--- START Excerpt to read ---
VoxForge
Hello,
I am using HREsults in order to know how my HTK recogniser works. I am interested in getting base results concerning %WER, %Substitutions(S), %Deletions(D) and %Insertions(I), but always a report of these S, D and I (i.e. the word 'he' has been S by the word 'she' 17 times, etc..).
I have read HTK Book section about HREsults -options, but I do not find the way to do it. Is it possible? I am using a 65K vocabulary (cross matrix does not work well..)
Thank you in advance
>I am interested in getting base results concerning %WER,
>%Substitutions(S), %Deletions(D) and %Insertions(I),
Sorry I don't understand what you are asking, pleasee rephrase your question
Ok, I am sorry.
I was trying to say that I use HREsults in order to get the word accuracy based on dynamic programming, as the HTK Book explains. I am interested in knowing the % of Deletions(D), Substitutions (S) and Insertions(I), which I get directly typing:
HREsults -n -A -T 1 -I original_mlf_files recout_files
but furthermore I would like getting a summarize indicating which words have been deleted and which words inserted and replaced, how many times for each word considered (and for substitutions and insertions, which words have been finally recognized, i.e. the correct word was 'he' but the recognized word has been 'she' and it has happened 25 times out of 75 total substitutions).
I suppose that HTK knows this information as it is necessary to be able to calculate the total number of S, D and I words, respectively.. but is there any way of taking it into a file?
I read the HREsults -options from HTK Book, and at the beginning I thought that using the cross matrix would help me, but as I use a 65K vocabulary, the matrix dimensions are too large in order to calculate all cross results..
Thank you for your help
> I would like getting a summarize indicating which words have been deleted
>and which words inserted and replaced, how many times for each word
>considered
Not sure if this can be done in HTK...best to ask on the HTK email list.
You could probably just write a script to do what you want, comparing the original_mlf_files to the recout_files.
Ok,
I have already thought in editing a script for it, but it is not easy because of dynamic programming.
I really think it exists an easy way of getting this kind of results from HTK, because HREsults needs them in order to calculate the number of insertions, deletions and substitutions.
I am waiting a response from HTK email list.
Thank you for your help and time
--- END Excerpt to read ---
--- START Data ---
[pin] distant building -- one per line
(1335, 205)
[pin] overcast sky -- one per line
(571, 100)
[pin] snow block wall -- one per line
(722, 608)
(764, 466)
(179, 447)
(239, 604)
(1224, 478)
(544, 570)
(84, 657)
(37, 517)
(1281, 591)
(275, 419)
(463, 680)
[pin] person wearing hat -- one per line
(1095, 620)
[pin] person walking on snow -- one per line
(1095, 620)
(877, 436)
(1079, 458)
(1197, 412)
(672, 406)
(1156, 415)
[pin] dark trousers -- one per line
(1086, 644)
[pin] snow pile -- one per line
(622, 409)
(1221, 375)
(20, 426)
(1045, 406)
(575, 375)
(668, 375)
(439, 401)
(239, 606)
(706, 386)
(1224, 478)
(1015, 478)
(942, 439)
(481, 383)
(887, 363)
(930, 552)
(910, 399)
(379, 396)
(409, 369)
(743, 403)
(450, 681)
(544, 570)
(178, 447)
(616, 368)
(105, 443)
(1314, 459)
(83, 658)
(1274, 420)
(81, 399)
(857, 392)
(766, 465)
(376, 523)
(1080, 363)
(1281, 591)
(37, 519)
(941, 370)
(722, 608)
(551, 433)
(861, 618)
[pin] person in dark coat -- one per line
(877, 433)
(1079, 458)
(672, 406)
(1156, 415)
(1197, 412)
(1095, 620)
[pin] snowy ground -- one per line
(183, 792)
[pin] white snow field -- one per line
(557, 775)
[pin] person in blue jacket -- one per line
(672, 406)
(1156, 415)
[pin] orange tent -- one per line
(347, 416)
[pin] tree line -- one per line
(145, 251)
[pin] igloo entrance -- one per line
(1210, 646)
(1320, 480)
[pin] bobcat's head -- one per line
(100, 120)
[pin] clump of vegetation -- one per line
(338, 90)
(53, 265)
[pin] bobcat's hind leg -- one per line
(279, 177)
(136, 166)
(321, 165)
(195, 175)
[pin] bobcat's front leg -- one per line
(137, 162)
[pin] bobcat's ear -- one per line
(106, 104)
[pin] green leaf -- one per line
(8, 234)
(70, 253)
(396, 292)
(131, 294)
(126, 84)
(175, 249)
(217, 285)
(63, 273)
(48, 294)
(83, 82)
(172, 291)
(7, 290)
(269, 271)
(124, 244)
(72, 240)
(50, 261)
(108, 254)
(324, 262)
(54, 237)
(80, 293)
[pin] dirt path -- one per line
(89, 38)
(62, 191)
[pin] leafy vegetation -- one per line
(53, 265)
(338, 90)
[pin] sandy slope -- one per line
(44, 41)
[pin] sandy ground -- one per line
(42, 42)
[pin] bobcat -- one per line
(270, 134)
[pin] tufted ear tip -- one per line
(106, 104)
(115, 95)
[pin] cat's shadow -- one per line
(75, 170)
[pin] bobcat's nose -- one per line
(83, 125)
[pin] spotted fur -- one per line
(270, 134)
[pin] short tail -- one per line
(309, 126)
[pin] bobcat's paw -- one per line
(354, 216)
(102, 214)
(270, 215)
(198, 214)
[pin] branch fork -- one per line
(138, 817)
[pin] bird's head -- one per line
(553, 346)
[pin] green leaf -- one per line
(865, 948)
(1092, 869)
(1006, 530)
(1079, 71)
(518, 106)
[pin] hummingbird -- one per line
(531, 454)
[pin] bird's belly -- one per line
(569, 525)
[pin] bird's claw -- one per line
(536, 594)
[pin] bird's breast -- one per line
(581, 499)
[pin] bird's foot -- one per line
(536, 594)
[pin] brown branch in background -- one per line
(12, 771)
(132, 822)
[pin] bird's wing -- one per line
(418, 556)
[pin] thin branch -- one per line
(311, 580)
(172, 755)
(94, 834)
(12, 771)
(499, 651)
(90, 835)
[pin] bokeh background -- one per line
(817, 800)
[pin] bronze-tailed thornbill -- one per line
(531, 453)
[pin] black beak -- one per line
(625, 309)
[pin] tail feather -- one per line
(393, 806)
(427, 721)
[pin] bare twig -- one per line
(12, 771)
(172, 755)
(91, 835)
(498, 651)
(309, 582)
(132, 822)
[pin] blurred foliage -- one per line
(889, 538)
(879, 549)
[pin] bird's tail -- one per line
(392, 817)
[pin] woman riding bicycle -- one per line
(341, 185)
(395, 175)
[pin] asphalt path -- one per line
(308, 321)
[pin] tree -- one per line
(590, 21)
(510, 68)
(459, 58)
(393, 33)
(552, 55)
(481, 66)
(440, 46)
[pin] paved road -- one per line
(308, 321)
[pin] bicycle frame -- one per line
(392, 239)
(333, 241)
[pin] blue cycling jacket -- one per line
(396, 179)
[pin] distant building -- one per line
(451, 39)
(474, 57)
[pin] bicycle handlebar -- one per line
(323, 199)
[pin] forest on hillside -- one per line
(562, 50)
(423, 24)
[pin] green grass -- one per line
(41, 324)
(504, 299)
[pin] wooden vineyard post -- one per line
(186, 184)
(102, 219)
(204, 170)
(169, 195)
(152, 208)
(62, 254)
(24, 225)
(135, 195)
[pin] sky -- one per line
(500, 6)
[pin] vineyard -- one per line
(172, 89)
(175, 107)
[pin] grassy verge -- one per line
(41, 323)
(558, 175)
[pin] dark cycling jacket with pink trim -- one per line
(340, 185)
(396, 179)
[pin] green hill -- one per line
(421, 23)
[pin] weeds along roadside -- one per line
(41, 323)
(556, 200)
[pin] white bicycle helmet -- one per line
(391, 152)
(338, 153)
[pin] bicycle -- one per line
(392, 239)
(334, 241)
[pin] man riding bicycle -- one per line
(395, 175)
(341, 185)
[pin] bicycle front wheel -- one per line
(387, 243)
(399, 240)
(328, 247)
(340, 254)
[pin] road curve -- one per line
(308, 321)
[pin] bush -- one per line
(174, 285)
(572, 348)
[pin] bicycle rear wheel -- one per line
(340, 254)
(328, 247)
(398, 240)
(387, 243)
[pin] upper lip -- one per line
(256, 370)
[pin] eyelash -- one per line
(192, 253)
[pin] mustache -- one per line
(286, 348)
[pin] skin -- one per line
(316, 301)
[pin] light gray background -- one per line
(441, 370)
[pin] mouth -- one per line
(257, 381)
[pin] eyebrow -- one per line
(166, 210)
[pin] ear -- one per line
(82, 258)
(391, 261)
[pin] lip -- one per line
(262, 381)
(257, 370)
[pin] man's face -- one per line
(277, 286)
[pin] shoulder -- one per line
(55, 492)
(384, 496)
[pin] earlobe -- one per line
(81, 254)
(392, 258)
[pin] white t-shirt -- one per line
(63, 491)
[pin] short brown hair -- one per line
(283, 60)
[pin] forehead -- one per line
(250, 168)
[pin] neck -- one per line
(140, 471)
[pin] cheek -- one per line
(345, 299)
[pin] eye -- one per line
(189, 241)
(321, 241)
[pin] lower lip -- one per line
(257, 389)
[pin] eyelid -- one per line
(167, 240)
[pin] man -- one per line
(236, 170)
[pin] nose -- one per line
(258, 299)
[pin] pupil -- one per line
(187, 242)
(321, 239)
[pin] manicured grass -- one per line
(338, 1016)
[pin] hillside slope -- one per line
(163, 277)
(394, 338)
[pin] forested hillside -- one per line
--- END Data ---
• _Task to carry out_
According to the VoxForge thread about HResults, why doesn't the confusion matrix option give the poster the per-word substitution, deletion, and insertion breakdown? The material has no connection to the forum thread.

• _Final result_
The poster uses a 65K vocabulary. That makes the confusion matrix's dimensions too large to calculate all the cross results.